- **GIVEN INSTRUCTION**
Swap "spot" for "point" in the records, starting at the line that contains "wooden building, farthest" and ending at the end of the records. Write out only those lines, leaving everything else as is.

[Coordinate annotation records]
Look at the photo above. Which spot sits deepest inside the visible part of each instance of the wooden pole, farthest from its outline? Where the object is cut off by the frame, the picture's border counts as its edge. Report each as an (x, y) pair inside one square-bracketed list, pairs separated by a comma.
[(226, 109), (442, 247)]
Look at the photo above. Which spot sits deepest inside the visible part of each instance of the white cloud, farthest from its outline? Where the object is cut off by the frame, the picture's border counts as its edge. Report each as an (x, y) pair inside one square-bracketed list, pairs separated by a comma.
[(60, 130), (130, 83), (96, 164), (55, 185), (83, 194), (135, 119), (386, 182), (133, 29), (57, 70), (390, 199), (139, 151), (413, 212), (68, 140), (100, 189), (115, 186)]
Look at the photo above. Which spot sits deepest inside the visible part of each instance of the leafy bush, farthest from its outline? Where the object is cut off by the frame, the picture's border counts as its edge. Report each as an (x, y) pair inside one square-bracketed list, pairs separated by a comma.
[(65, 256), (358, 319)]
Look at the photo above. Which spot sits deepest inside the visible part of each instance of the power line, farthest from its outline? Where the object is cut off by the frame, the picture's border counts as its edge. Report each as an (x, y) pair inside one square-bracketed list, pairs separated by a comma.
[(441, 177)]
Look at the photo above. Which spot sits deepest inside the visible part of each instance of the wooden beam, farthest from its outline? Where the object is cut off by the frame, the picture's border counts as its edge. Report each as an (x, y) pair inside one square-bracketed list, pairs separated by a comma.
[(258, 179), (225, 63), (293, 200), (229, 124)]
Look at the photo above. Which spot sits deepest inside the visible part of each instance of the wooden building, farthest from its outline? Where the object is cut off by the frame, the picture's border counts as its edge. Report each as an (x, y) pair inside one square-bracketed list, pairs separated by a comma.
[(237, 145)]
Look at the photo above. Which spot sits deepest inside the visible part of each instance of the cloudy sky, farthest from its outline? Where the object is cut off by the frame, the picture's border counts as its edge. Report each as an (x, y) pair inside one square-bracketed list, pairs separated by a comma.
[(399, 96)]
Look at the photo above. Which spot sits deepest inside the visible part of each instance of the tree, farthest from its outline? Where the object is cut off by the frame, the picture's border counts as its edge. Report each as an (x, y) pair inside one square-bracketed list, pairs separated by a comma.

- **FINISHED ANSWER**
Look at the photo above. Which point sits deepest inside the visible part of each instance of the wooden building, farthest from its outline? Where the object is cut off by the frame, the picture's border counts as its edge. Report each as an (x, y) pair inside one square-bracketed list, pairs separated by a comma.
[(237, 145)]
Look at the photo above. Which point sits deepest inside the visible part of each instance of the cloudy sky, farthest from its outline? Where the object is cut off by the frame, the picture's border counts as its edge. Report each as an (x, y) pair inside one square-bracketed list, pairs separated by a comma.
[(399, 96)]
Look at the photo above. Which point sits deepest inside the visible part of each instance of the tree, farthest from its outline? Where the object is cut off by the frame, the picture's border counts as its edge. Report each as an (x, y) pair inside one square-bracketed list, pairs separated by a comma.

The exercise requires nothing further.